-- start DATASET RECORDS --

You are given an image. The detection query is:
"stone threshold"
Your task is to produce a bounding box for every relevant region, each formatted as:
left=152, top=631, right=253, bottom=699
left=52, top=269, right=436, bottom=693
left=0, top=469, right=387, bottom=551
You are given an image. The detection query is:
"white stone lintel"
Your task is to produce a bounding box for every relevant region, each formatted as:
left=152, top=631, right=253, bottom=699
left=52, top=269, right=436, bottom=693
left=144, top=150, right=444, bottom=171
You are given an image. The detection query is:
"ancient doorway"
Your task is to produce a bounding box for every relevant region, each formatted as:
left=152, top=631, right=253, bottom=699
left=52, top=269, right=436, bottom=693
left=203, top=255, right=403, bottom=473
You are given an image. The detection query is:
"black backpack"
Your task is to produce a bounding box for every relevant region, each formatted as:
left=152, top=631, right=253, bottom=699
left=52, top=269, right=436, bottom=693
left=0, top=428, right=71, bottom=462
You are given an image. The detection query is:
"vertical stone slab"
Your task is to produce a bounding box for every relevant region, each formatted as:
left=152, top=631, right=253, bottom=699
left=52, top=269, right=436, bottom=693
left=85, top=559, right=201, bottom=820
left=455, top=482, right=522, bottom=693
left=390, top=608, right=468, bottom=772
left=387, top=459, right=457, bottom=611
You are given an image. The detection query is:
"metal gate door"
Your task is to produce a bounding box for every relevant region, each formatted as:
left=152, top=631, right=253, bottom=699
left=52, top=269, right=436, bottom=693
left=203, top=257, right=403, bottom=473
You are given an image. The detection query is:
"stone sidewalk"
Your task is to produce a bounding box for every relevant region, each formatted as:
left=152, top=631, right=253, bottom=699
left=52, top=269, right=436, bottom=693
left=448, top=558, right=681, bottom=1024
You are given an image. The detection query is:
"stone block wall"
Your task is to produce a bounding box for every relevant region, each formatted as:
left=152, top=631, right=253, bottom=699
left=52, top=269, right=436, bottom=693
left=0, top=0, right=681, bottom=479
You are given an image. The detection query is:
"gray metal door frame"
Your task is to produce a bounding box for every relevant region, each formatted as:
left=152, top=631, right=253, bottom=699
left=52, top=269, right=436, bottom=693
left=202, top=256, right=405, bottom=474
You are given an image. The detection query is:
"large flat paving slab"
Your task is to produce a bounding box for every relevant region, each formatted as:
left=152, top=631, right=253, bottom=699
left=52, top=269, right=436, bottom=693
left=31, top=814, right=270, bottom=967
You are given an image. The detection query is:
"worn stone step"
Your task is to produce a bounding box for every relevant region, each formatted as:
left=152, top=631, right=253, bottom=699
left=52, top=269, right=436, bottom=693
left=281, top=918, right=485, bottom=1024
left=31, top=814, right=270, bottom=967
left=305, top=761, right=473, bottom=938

-- end DATASET RECORDS --

Rewrite the data from the start through the line containing "left=0, top=428, right=71, bottom=462", including that line, putting "search query" in place of "detection query" and leaving everything else unchanged.

You are given an image. The search query is:
"stone threshold"
Your task is to produce a bounding box for every relevant region, each formatted as:
left=152, top=631, right=253, bottom=699
left=52, top=269, right=436, bottom=693
left=0, top=469, right=387, bottom=551
You are given an image. The search query is:
"white stone lintel"
Your task is to produce a bounding box for every relevant region, each formatted as:
left=152, top=631, right=253, bottom=699
left=52, top=269, right=436, bottom=693
left=144, top=150, right=444, bottom=171
You are given an image. The search query is:
"ancient doorway"
Your task is to produce a bounding box for every relevant region, each formatted as:
left=152, top=631, right=253, bottom=699
left=52, top=269, right=436, bottom=693
left=203, top=255, right=403, bottom=473
You are given an image. The search query is:
"black backpack"
Your task is to produce a bounding box for every relevant region, each formatted as:
left=152, top=631, right=253, bottom=699
left=52, top=269, right=436, bottom=693
left=0, top=428, right=71, bottom=462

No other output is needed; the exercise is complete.